====== SUPPLIED DATA ======

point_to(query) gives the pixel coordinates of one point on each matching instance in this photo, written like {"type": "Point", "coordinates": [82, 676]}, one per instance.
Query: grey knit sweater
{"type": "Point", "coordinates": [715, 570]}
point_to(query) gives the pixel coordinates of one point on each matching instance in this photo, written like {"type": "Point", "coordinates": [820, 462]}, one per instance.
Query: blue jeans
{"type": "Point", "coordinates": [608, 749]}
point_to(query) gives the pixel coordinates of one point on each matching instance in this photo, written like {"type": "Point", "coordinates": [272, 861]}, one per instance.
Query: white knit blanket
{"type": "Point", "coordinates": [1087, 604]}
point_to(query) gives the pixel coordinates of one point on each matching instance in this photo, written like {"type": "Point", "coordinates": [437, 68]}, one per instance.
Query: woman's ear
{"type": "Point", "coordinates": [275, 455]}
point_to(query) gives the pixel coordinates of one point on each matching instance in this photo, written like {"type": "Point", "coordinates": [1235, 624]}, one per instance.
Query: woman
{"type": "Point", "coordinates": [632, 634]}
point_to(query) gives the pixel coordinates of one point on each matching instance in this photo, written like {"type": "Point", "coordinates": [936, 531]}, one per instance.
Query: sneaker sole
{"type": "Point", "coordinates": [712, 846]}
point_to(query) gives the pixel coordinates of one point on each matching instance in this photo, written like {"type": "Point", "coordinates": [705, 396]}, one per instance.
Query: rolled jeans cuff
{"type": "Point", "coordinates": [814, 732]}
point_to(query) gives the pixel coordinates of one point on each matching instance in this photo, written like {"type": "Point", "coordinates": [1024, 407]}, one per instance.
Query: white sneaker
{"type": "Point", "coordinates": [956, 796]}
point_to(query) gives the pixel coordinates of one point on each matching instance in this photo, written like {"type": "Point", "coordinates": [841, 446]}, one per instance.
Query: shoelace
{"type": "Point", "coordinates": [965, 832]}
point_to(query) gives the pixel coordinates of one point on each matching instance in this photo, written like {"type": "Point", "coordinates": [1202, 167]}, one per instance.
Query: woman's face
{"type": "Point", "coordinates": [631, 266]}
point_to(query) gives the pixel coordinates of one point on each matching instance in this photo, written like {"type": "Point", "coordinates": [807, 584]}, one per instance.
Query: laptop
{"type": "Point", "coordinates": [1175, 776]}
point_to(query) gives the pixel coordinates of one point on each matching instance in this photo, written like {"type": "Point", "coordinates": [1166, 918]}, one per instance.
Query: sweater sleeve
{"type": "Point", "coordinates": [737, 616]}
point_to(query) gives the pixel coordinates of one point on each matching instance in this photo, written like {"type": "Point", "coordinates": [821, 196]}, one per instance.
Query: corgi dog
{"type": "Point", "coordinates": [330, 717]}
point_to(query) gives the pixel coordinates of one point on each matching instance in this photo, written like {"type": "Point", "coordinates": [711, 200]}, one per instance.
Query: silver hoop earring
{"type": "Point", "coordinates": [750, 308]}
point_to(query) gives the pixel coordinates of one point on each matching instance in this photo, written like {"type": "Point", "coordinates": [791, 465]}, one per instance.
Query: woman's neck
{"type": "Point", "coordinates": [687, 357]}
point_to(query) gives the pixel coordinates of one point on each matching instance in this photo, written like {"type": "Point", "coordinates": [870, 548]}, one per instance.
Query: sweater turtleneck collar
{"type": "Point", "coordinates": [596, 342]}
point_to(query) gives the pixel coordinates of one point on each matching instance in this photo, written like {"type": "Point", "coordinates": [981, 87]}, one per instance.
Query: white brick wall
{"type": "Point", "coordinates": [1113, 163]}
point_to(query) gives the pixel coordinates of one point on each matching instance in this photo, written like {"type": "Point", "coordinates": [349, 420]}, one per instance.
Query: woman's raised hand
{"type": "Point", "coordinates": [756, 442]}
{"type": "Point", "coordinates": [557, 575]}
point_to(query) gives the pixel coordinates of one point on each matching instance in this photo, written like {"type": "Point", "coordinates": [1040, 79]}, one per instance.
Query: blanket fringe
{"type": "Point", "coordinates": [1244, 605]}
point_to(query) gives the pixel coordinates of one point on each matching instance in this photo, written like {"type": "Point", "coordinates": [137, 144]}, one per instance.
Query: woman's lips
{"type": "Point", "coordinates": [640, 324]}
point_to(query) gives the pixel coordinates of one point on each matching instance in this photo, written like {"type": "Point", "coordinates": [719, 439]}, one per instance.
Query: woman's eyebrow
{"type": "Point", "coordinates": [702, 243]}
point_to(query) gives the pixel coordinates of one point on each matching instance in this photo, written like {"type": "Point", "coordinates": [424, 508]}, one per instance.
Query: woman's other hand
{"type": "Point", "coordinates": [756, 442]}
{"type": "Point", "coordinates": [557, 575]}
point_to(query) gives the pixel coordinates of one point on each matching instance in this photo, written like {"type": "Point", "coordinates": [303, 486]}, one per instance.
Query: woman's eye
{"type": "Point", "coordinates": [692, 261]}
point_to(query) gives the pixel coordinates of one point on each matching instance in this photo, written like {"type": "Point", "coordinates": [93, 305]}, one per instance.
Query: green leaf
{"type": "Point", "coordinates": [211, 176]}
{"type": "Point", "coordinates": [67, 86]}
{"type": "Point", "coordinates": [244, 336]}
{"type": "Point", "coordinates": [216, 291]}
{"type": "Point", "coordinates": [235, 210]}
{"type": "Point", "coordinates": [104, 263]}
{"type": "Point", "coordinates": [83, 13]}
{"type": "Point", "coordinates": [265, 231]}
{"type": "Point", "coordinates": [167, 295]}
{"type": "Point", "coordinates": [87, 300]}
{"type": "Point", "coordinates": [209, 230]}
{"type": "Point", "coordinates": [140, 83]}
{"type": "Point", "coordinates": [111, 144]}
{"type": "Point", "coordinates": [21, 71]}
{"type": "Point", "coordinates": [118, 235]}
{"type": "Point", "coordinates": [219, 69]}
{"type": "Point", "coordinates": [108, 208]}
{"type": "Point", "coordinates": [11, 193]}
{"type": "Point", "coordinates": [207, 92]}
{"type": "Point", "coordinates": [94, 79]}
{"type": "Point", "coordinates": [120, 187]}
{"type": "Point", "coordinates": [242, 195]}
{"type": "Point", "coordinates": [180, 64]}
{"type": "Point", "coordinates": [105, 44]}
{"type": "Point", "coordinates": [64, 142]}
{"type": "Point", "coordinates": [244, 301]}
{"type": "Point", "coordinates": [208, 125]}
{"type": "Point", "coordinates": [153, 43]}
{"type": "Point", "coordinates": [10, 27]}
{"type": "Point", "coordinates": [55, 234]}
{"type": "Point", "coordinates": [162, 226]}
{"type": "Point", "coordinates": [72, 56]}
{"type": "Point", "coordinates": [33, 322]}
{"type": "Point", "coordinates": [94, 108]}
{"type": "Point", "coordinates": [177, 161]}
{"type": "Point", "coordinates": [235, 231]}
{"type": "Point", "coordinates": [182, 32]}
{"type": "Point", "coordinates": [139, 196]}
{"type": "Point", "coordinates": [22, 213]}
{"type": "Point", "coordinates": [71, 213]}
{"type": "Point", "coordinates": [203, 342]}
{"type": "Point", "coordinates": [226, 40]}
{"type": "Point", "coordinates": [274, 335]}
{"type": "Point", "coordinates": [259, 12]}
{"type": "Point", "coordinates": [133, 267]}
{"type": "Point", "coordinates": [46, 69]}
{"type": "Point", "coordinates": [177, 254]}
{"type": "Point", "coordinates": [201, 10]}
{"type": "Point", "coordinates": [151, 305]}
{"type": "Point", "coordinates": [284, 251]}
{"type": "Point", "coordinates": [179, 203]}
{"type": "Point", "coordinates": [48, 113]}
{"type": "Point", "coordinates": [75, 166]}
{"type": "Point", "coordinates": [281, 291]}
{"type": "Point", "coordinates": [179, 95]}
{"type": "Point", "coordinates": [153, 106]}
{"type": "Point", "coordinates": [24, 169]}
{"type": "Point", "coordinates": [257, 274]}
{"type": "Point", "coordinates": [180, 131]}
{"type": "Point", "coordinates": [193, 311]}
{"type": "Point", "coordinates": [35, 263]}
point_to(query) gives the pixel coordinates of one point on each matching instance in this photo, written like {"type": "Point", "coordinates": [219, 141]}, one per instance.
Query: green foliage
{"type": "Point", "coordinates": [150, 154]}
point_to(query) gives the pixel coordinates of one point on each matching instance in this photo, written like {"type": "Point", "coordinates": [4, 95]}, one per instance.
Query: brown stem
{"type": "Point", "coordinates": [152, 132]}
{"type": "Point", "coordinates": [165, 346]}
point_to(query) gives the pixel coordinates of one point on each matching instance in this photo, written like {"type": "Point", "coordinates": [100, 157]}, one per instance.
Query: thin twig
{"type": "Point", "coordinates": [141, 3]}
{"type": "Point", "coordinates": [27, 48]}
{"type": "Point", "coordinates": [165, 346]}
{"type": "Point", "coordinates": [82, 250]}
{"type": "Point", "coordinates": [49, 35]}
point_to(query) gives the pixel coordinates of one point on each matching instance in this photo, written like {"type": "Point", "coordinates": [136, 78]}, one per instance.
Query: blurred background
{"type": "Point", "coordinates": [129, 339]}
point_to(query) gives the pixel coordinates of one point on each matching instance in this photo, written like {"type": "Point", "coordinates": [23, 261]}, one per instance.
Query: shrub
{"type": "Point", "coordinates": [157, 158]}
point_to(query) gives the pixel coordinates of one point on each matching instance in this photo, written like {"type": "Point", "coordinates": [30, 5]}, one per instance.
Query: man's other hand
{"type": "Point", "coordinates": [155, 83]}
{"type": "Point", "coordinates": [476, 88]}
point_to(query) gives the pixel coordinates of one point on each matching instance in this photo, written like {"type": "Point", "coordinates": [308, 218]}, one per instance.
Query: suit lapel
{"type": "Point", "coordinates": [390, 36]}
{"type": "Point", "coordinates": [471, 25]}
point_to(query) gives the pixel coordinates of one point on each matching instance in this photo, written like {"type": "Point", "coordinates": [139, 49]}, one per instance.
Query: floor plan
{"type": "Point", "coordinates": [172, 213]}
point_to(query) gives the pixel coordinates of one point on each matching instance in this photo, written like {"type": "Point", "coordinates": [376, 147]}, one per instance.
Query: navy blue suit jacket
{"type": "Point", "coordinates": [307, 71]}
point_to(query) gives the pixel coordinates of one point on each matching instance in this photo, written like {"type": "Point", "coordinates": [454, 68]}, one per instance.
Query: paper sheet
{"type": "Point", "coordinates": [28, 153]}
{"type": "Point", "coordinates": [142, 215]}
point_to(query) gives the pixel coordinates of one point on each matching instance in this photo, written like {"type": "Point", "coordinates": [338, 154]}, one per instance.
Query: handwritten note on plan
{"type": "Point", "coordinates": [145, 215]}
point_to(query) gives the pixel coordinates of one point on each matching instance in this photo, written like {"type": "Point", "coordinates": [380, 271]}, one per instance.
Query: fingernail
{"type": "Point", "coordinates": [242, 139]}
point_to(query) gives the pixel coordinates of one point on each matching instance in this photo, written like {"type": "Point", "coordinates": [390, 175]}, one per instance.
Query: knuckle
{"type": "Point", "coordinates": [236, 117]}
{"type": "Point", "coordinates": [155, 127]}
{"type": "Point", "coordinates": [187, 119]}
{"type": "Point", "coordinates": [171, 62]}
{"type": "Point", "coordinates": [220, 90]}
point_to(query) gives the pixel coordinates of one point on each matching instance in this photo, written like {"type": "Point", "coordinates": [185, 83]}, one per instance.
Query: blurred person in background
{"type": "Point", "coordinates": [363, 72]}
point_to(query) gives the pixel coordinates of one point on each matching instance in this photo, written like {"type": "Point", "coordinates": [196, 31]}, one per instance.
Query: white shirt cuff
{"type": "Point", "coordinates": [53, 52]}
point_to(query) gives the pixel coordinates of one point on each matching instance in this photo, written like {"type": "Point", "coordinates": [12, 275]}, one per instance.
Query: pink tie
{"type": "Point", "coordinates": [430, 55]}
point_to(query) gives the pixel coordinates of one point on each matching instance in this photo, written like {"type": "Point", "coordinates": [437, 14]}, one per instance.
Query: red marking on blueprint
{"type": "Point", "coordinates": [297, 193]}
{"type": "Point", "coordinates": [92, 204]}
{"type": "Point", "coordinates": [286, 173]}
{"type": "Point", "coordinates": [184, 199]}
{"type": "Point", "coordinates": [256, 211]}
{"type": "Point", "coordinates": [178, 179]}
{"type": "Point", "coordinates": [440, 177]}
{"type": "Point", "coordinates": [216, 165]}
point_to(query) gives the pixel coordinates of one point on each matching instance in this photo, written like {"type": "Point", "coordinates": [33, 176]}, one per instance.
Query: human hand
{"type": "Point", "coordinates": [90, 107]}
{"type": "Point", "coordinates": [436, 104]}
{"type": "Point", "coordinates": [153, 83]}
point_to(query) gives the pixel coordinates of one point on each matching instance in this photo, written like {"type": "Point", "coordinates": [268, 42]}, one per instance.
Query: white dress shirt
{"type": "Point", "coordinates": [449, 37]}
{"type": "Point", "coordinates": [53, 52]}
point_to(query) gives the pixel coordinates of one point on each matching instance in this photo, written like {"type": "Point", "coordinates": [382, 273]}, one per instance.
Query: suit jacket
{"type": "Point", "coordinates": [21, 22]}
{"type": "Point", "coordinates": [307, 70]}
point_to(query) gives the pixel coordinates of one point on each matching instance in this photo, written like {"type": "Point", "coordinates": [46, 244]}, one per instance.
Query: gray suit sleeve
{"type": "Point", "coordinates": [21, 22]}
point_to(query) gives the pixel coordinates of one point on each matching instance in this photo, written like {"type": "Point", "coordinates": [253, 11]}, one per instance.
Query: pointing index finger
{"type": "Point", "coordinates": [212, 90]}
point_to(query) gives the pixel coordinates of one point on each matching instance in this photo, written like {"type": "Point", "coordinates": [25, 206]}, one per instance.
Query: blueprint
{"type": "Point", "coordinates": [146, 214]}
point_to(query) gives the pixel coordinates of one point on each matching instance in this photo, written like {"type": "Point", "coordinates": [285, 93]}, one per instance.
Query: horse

======

§ PROBLEM DETAILS
Identify every line of the data above that contains the word "knit", and copy each such line in full.

§ FINAL RESULT
Query: grey knit sweater
Query: white knit blanket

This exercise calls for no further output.